### Task details
Examine each line of the data. Copy the line if it includes the word "face".
=== Section Start ===
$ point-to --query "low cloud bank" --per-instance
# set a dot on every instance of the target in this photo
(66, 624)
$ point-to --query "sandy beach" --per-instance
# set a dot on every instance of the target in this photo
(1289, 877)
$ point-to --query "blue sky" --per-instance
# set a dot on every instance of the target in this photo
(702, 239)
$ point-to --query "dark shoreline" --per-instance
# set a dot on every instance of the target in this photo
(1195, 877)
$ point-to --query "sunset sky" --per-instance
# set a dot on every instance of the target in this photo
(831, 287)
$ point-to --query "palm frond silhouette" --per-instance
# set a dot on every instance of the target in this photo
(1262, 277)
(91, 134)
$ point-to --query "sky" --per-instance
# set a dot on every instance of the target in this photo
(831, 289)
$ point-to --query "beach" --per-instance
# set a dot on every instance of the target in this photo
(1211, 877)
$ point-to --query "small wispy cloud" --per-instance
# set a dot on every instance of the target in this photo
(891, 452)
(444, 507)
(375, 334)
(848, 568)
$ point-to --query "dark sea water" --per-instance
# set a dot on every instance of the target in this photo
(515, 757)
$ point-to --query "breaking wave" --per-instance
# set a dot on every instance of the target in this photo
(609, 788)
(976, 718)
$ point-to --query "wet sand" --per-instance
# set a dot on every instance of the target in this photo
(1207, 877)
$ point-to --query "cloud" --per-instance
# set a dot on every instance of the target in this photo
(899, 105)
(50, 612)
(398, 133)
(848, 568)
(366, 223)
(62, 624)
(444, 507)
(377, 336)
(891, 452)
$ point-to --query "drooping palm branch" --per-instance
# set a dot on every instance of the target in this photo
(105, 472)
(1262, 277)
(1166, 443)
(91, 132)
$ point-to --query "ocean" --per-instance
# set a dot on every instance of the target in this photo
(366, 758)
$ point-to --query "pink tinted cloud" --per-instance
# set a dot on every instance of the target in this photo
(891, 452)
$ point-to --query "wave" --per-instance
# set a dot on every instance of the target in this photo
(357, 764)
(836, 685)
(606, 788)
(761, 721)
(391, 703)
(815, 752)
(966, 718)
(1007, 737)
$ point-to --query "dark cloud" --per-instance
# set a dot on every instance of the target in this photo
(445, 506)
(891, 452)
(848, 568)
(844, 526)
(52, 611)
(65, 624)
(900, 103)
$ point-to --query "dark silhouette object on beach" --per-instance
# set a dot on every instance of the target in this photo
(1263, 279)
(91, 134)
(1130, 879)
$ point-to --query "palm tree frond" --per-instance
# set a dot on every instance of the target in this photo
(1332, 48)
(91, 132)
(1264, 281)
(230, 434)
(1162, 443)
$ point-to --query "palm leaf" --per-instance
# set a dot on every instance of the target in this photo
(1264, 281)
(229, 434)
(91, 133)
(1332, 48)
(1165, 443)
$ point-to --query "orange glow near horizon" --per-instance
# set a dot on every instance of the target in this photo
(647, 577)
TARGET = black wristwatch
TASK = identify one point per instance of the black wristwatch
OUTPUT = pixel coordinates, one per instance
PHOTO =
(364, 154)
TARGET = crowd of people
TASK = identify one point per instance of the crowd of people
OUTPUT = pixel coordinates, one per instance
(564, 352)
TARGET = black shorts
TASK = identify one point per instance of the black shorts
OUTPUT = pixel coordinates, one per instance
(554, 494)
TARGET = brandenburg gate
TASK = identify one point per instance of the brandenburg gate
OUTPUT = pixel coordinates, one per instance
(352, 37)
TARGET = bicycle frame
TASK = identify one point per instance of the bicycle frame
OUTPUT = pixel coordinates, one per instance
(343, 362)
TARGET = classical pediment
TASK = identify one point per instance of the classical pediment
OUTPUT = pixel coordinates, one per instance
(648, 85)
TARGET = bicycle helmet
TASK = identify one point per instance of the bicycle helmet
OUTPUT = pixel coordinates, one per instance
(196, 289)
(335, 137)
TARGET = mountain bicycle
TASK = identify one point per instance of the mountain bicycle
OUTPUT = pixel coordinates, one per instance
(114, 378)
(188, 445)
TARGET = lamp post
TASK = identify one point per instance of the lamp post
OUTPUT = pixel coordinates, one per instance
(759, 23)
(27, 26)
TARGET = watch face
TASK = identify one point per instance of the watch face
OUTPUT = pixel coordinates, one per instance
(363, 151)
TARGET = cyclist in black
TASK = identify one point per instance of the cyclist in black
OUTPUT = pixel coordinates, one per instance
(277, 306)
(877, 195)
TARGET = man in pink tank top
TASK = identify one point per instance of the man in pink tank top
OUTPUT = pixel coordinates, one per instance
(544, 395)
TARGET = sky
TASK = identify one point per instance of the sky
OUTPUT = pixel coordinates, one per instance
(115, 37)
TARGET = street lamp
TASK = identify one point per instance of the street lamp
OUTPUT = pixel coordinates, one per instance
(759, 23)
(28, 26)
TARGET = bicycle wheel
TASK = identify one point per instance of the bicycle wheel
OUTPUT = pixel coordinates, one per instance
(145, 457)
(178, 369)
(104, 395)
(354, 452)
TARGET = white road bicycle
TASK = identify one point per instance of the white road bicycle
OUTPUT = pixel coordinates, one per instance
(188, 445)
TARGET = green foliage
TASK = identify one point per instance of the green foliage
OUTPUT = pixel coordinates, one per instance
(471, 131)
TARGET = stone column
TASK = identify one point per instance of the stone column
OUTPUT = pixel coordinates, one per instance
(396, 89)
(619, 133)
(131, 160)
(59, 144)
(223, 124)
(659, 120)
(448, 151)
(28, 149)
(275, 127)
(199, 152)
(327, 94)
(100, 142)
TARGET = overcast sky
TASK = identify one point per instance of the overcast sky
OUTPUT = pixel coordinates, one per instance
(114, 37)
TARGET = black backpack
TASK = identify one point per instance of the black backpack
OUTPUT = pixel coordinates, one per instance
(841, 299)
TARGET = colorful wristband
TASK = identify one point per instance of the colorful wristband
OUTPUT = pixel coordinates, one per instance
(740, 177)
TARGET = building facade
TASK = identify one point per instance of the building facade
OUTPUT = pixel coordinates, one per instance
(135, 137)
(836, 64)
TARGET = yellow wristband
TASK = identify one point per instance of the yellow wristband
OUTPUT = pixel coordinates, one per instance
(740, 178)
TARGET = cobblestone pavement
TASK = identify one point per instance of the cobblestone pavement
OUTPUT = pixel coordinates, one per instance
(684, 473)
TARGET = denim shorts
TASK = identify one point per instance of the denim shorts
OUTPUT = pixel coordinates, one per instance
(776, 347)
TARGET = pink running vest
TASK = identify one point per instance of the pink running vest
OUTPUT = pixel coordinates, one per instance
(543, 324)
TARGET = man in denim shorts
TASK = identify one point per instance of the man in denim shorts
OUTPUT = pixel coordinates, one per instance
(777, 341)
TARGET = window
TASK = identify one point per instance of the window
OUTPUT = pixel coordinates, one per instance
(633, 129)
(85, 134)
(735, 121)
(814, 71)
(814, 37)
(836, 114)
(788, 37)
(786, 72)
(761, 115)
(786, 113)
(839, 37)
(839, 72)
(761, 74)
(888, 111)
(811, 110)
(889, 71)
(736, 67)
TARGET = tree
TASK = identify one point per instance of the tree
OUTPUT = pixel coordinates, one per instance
=== Section End ===
### Result for this exercise
TARGET = watch face
TASK = identify one point per instance of the watch face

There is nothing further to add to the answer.